▶ Given instruction
Output every row below verbatim, with no changes.

Rows from a data collection:
-*-*-

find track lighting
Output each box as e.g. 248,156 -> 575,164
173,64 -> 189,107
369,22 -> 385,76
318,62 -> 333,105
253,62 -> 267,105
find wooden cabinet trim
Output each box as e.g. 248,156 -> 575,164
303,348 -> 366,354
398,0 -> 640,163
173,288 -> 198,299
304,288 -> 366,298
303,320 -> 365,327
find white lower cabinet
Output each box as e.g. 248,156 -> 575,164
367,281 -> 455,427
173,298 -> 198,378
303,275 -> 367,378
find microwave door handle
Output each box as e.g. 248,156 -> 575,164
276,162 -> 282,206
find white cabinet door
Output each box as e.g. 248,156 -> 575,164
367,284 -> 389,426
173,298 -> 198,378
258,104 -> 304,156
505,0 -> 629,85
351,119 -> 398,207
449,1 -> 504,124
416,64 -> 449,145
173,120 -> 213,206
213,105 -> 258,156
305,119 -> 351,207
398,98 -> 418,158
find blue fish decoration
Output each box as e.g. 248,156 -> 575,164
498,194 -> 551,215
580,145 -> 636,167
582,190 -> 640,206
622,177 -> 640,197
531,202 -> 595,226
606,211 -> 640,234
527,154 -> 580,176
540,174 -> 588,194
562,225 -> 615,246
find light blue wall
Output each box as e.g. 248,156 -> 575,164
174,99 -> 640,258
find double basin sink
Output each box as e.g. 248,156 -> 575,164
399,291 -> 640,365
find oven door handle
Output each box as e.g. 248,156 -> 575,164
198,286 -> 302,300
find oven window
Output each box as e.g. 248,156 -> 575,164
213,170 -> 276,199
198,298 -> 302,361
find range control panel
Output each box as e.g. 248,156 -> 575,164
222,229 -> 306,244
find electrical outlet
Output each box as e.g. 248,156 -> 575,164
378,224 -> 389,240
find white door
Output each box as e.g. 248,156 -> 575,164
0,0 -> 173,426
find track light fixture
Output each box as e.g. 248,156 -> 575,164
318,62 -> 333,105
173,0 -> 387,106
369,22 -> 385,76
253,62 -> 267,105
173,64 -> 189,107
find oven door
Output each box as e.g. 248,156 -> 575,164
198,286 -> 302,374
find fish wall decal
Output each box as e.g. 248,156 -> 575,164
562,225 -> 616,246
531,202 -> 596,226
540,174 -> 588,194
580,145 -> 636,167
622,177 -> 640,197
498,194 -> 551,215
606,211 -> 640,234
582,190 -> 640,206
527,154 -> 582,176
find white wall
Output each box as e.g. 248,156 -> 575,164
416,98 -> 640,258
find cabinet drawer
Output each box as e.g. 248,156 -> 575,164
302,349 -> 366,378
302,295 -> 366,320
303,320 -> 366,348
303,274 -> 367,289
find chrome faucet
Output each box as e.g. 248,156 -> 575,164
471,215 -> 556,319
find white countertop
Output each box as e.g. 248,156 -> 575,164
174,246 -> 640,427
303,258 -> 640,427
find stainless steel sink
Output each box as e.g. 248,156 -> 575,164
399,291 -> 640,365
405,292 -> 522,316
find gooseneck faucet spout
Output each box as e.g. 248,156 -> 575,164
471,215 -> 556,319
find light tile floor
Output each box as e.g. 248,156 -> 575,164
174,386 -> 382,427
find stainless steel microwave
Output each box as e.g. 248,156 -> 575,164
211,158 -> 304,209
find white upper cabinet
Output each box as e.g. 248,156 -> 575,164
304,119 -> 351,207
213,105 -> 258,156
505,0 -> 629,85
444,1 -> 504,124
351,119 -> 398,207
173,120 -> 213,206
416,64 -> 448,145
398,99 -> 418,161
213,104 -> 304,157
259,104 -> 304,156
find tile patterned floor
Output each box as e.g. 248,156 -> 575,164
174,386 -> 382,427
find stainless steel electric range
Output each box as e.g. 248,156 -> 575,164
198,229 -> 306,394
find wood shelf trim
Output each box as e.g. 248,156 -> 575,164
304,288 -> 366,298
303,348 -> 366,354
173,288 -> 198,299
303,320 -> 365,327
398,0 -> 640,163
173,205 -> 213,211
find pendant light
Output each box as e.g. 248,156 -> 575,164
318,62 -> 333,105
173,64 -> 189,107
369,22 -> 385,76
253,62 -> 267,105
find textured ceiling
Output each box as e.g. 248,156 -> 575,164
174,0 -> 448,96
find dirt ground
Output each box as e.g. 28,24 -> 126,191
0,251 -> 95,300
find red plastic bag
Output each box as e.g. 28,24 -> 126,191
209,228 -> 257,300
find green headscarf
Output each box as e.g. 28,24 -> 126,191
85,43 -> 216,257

-*-*-

▶ Exercise answer
find track lighting
Output each box as e.g. 248,156 -> 575,164
173,64 -> 189,107
369,22 -> 385,76
318,62 -> 333,105
253,62 -> 267,105
find wooden cabinet trim
Output each box as e.g. 248,156 -> 575,164
303,348 -> 366,354
398,0 -> 640,163
173,288 -> 198,299
304,288 -> 366,298
303,320 -> 365,327
find white lower cabinet
Output each box as e.g. 248,156 -> 575,164
367,281 -> 455,427
173,298 -> 198,378
303,275 -> 367,378
find microwave door handle
Output each box as e.g. 248,156 -> 575,164
276,162 -> 282,206
find white cabinet door
Output each box as e.g. 248,156 -> 575,164
367,284 -> 389,426
173,298 -> 198,378
258,104 -> 304,156
505,0 -> 629,85
351,119 -> 398,207
449,1 -> 504,124
416,64 -> 449,145
173,120 -> 213,206
213,105 -> 258,156
305,119 -> 351,207
398,98 -> 418,158
find blue fish decoration
Output each box as e.g. 248,156 -> 575,164
498,194 -> 551,215
580,145 -> 636,167
582,190 -> 640,206
622,177 -> 640,197
531,202 -> 595,226
606,211 -> 640,234
527,154 -> 580,176
540,174 -> 588,194
562,225 -> 615,246
find light blue wall
Output each box as e.g. 248,156 -> 575,164
174,99 -> 640,258
find double basin sink
Output each box as e.g. 248,156 -> 575,164
399,291 -> 640,365
find oven door handle
Output each box as e.g. 248,156 -> 575,164
198,286 -> 302,300
find oven window
Output each box as e.g. 248,156 -> 575,164
213,170 -> 276,199
198,298 -> 302,361
find range control panel
Output each box as e.g. 248,156 -> 575,164
222,229 -> 306,244
find electrical outlet
Output each box as e.g. 248,156 -> 575,164
378,224 -> 389,240
find white door
Output each box as e.g. 248,156 -> 575,164
0,0 -> 173,426
find track light fixture
Output each box as e.g. 248,156 -> 575,164
318,62 -> 333,105
173,0 -> 387,106
369,22 -> 385,76
253,62 -> 267,105
173,64 -> 189,107
find oven door
Output each box as e.g. 248,156 -> 575,164
198,286 -> 302,374
find fish wall decal
Output each box as e.g. 248,156 -> 575,164
562,225 -> 616,246
531,202 -> 596,226
540,174 -> 588,194
580,145 -> 636,167
622,177 -> 640,197
498,194 -> 551,215
606,211 -> 640,234
582,190 -> 640,206
527,154 -> 582,176
find white wall
Output each box as e.g. 248,156 -> 575,164
416,98 -> 640,258
find cabinet drawer
Output each box as e.g. 248,156 -> 575,164
302,349 -> 366,378
302,295 -> 366,320
303,320 -> 366,348
303,274 -> 367,289
find chrome faucet
Output each box as e.g. 248,156 -> 575,164
471,215 -> 556,319
find white countertop
Output each box as e.g. 248,156 -> 575,164
174,246 -> 640,427
303,258 -> 640,427
find stainless steel sink
Output each box as e.g. 248,156 -> 575,164
399,291 -> 640,365
405,292 -> 522,316
find gooseneck faucet spout
Output each box as e.g. 248,156 -> 575,164
471,215 -> 556,319
find light tile floor
Output each box as e.g. 248,156 -> 575,164
174,386 -> 382,427
find stainless steel microwave
Output each box as e.g. 248,156 -> 575,164
211,158 -> 304,209
find white upper cabinet
Output each box as e.g. 248,156 -> 575,164
304,119 -> 351,207
213,105 -> 258,156
505,0 -> 629,85
444,1 -> 504,124
351,119 -> 398,207
173,120 -> 213,206
416,64 -> 448,145
398,99 -> 418,161
213,104 -> 304,157
259,104 -> 304,156
find tile patterned floor
Output each box as e.g. 248,156 -> 575,164
174,386 -> 382,427
find stainless steel electric range
Output each box as e.g. 248,156 -> 575,164
198,229 -> 306,394
find wood shelf trim
Output each box as e.g. 248,156 -> 575,164
304,288 -> 366,298
303,348 -> 366,354
173,288 -> 198,299
303,320 -> 365,327
398,0 -> 640,163
173,205 -> 213,211
find pendant light
Output each box as e.g. 248,156 -> 575,164
318,62 -> 333,105
173,64 -> 189,107
369,22 -> 385,76
253,62 -> 267,105
find textured ceiling
Output each box as e.g. 248,156 -> 575,164
174,0 -> 448,96
find dirt ground
Output each box as e.g. 28,24 -> 126,191
0,251 -> 95,300
find red plastic bag
Output each box as e.g. 28,24 -> 126,191
209,228 -> 257,300
find green headscarf
Output each box as e.g. 28,24 -> 126,191
85,43 -> 216,257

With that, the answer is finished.